The Holder of this Warrant Certificate agrees to be bound by the provisions contained in the Reg S Private Placement Agreement with respect to the limitations, including limitations imposed for Securities Act compliance, on the transfer of the Warrants and the shares of Common Stock or other securities issuable upon exercise of the Warrants. In addition, the Holder certifies that the Holder is not a U.S. person and is not acquiring the Common Stock for the account or benefit of any U.S. person. The Holder agrees not to engage in hedging transactions with regard to the Common Stock unless in compliance with the Securities Act. The Company shall refuse to register any transfer of the Common Stock not made in accordance with the provisions of Regulation S of the Securities Act, pursuant to registration under the Securities Act or pursuant to an available exemption from registration.


6.

Legending Of Common Stock


The Holder also acknowledges and understands that upon exercise, the certificates representing the Common Stock will be stamped with the following legend (or substantially equivalent language) restricting transfer in the following manner:



2



“The transfer of the securities represented by this certificate is prohibited except in accordance with the provisions of Regulation S promulgated under the United States Securities Act of 1933, as amended (the “Act”), pursuant to registration under the Act or pursuant to an available exemption from registration. In addition, hedging transactions involving such securities may not be conducted unless in compliance with the Act.”


The Holder hereby consents to the Company making a notation on its records or giving instructions to any transfer agent of the Shares in order to implement the restrictions on transfer described in this Agreement.


7.

Warrants Non-Transferable


This Warrant Certificate and the Warrants it evidences are non-transferable, in whole or in part.


8.

Closing Of Books


The Company will at no time close its transfer books against the transfer of any Warrant or of any shares of Common Stock or other securities issuable upon the exercise of any Warrant in any manner which interferes with the timely exercise of the Warrants.


9.

Warrants Exchangeable, Loss, Theft


This Warrant Certificate is exchangeable, upon the surrender hereof of any Holder at the office or agency of he Company referred to in Section 1, for new Warrant Certificates of like tenor representing in the aggregate the right to subscribe for and purchase the number of shares of Common Stock which may be subscribed for and purchased hereunder, each such new Warrant to represent the right to subscribe and purchase such number of shares of Common Stock as shall be designated by said holder hereof at the time of such surrender. Upon receipt of evidence satisfactory to the Company of the loss, theft, destruction or mutilation, upon surrender or cancellation of this Warrant Certificate, the Company will issue to the holder hereof a new Warrant Certificate of like tenor, in lieu of this Warrant Certificate, representing the right to subscribe for and purchase the number of shares of Common Stock which may be subscribed for and purchased hereunder.


10.

Mergers, Consolidations, Etc.

▶ _Requirement 1_
Extract every line of the records that contains the string "trace".
The warrant certificate excerpt and the records come from unrelated sources.

▶ _Supplied information_
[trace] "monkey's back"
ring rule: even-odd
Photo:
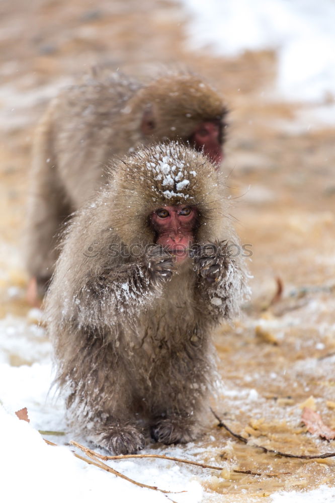
[[[118,141],[118,119],[141,87],[136,80],[112,74],[65,88],[50,104],[47,115],[51,119],[53,162],[73,209],[104,182],[110,159],[126,152]]]

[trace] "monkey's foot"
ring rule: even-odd
[[[36,278],[31,278],[29,280],[26,297],[27,301],[31,306],[33,307],[40,308],[41,307],[42,299],[38,295],[37,281]]]
[[[117,425],[107,427],[95,443],[118,456],[136,454],[143,448],[145,440],[141,432],[134,426]]]
[[[194,421],[181,415],[162,419],[151,428],[152,438],[162,444],[187,444],[199,435]]]

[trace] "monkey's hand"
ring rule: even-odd
[[[217,282],[224,273],[228,258],[226,241],[206,243],[192,251],[194,269],[201,283]]]
[[[214,323],[237,314],[246,292],[245,273],[229,252],[226,241],[206,243],[193,250],[196,295],[203,315]]]
[[[152,246],[146,254],[145,266],[154,281],[168,281],[174,269],[172,255],[159,244]]]

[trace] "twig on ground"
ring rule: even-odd
[[[239,440],[240,442],[242,442],[244,444],[247,444],[248,439],[246,439],[244,437],[242,437],[241,435],[239,435],[237,433],[234,433],[234,432],[232,431],[230,429],[225,425],[223,422],[219,417],[218,415],[214,411],[213,409],[211,408],[211,411],[212,413],[216,419],[218,420],[219,423],[218,426],[220,428],[224,428],[226,430],[228,433],[230,433],[232,436],[234,437],[237,440]],[[256,447],[257,449],[261,449],[263,452],[266,453],[275,454],[275,456],[282,456],[284,458],[294,458],[296,459],[325,459],[326,458],[334,458],[335,457],[335,452],[326,452],[324,454],[316,454],[308,455],[305,454],[290,454],[285,452],[282,452],[281,451],[276,451],[272,449],[268,449],[267,447],[264,447],[264,446],[262,445],[252,445],[251,447]]]
[[[98,453],[96,452],[95,451],[92,451],[88,447],[84,447],[83,446],[81,445],[80,444],[78,444],[77,442],[75,442],[74,440],[71,440],[70,444],[78,447],[79,449],[83,448],[83,449],[85,450],[85,452],[86,452],[87,450],[89,451],[92,452],[92,453],[96,457],[99,458],[100,459],[103,459],[105,461],[107,461],[109,459],[114,459],[116,460],[118,459],[129,459],[129,458],[157,458],[158,459],[166,459],[172,461],[176,461],[177,463],[184,463],[186,464],[194,465],[195,466],[200,466],[201,468],[209,468],[211,470],[219,470],[220,471],[222,471],[223,469],[223,466],[215,466],[213,465],[207,465],[204,463],[198,463],[197,461],[191,461],[188,459],[182,459],[181,458],[174,458],[171,456],[165,456],[163,454],[123,454],[120,456],[105,456],[103,454],[99,454]],[[262,473],[258,473],[255,472],[252,472],[250,470],[233,470],[232,471],[235,473],[244,473],[246,475],[262,475]],[[277,475],[276,474],[271,474],[271,475],[269,475],[268,476],[275,477],[277,476]]]
[[[269,307],[270,306],[273,306],[274,304],[276,304],[277,302],[278,302],[283,296],[284,285],[283,284],[282,280],[280,278],[277,277],[276,278],[276,283],[277,284],[277,290],[276,291],[276,293],[269,303]]]
[[[78,447],[79,449],[81,449],[83,447],[82,446],[80,446],[80,444],[78,444],[77,442],[74,442],[74,440],[71,440],[70,444]],[[85,448],[88,449],[88,448]],[[202,468],[209,468],[211,470],[219,470],[220,471],[223,469],[223,467],[222,466],[215,466],[213,465],[206,465],[204,463],[198,463],[197,461],[191,461],[188,459],[182,459],[180,458],[174,458],[170,456],[165,456],[163,454],[123,454],[120,456],[104,456],[103,454],[99,454],[98,453],[95,452],[94,451],[91,451],[91,449],[88,450],[94,453],[94,455],[96,457],[99,458],[100,459],[103,459],[105,461],[108,461],[109,459],[126,459],[129,458],[157,458],[158,459],[166,459],[171,461],[176,461],[177,463],[185,463],[187,464],[194,465],[196,466],[200,466]]]

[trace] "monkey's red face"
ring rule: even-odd
[[[198,213],[192,206],[164,206],[151,217],[157,234],[156,242],[175,254],[177,262],[187,256],[187,248],[194,239]]]
[[[218,122],[202,122],[190,139],[191,146],[204,153],[214,164],[219,165],[223,158],[221,125]]]

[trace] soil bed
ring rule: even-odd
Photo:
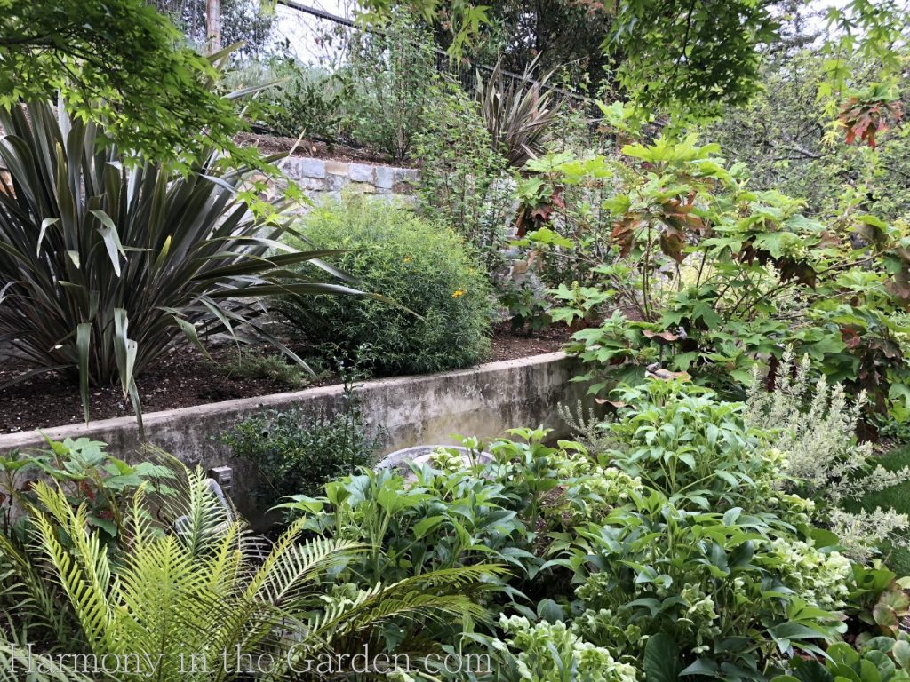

▶ _Requirement 2_
In the warrant certificate excerpt, can the Warrant Certificate and the Warrants it evidences be transferred?

▶ _Full output 1_
[trace] "monkey's back"
[trace] "monkey's foot"
[trace] "monkey's hand"
[trace] "twig on ground"
[trace] "monkey's red face"
[trace] soil bed

▶ _Full output 2_
No, they are non-transferable, in whole or in part.